* Task objective
Give the lines running from the line containing "drawn like (101,85)." through the end of the items as a JSON list of strings, one string per line and no blank lines.

* Records to process
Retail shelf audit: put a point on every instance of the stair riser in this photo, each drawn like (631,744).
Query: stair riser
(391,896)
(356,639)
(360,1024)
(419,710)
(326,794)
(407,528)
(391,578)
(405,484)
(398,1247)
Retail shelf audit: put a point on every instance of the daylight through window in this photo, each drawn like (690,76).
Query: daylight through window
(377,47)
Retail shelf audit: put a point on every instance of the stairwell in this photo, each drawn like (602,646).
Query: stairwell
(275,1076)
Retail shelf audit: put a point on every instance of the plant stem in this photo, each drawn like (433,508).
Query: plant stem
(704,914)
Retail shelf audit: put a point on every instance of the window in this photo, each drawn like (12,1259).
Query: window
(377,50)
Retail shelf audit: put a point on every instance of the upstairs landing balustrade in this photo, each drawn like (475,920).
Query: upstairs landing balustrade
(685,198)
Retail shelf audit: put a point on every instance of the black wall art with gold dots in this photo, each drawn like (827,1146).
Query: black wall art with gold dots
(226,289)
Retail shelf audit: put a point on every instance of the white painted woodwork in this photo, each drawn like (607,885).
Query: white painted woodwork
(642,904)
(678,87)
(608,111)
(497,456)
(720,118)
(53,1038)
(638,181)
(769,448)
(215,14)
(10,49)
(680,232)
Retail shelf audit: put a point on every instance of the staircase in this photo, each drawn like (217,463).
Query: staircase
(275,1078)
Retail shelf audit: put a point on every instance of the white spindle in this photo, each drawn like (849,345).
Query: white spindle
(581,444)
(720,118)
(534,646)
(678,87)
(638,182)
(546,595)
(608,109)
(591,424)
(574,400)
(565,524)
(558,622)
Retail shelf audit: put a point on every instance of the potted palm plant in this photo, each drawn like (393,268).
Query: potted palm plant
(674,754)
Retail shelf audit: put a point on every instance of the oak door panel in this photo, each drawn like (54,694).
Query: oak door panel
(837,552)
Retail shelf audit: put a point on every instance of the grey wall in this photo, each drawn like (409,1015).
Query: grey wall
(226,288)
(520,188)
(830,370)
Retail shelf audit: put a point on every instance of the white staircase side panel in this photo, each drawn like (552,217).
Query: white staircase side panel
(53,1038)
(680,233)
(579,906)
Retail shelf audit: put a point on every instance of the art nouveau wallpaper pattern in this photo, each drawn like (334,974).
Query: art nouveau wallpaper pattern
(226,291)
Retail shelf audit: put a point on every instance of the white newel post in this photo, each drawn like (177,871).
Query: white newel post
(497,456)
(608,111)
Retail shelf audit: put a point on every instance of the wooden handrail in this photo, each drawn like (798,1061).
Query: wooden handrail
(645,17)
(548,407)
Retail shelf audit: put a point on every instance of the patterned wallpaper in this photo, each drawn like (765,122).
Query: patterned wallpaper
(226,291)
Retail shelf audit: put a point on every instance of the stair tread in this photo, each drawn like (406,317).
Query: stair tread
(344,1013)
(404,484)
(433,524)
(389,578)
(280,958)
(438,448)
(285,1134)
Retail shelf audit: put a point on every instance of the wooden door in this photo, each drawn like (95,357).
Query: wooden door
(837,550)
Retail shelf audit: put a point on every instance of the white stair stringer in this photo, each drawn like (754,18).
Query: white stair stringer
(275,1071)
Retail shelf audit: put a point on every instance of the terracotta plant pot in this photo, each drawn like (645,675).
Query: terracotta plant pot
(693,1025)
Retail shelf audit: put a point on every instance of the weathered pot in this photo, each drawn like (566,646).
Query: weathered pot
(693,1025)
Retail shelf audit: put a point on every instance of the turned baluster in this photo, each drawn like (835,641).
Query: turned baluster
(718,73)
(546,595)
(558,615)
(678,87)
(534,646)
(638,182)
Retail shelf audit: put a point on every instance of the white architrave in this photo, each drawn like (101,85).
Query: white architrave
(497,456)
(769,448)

* Final answer
[
  "Retail shelf audit: put a point on every instance of the white architrave in this photo, each drawn like (101,85).",
  "Query: white architrave",
  "(497,456)",
  "(769,448)"
]